The problem | Pull out each line of the material below that contains the string "headlight".

Stored data |
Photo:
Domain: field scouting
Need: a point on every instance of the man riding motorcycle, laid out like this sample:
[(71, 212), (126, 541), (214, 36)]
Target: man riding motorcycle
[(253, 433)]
==
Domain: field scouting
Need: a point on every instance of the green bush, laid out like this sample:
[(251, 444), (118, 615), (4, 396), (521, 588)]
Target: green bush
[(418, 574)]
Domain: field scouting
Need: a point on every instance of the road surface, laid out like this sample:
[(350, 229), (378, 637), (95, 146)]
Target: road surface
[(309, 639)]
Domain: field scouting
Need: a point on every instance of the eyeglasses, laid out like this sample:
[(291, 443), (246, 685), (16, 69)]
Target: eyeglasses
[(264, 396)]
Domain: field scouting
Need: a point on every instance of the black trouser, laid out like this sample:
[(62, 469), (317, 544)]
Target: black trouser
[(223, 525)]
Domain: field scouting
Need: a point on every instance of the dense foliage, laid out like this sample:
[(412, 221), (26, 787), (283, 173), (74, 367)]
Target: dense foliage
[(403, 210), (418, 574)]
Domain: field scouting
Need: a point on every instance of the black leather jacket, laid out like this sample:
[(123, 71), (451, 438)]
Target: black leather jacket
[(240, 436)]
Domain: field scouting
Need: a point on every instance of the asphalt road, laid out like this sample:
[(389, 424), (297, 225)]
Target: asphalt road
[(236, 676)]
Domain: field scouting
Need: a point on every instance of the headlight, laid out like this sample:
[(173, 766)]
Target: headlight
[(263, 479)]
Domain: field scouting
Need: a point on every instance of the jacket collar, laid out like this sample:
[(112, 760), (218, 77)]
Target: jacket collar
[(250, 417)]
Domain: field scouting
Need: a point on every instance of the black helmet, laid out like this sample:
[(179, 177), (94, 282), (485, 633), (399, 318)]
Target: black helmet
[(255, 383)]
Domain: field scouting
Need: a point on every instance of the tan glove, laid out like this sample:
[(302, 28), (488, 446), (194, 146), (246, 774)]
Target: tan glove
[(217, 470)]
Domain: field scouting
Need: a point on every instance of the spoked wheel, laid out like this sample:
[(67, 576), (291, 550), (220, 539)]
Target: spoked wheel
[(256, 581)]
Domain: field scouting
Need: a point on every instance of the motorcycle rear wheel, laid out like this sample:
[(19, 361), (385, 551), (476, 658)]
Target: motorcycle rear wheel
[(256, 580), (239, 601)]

Right answer |
Need: a point on every instance of the headlight, laid out like this sample:
Target: headlight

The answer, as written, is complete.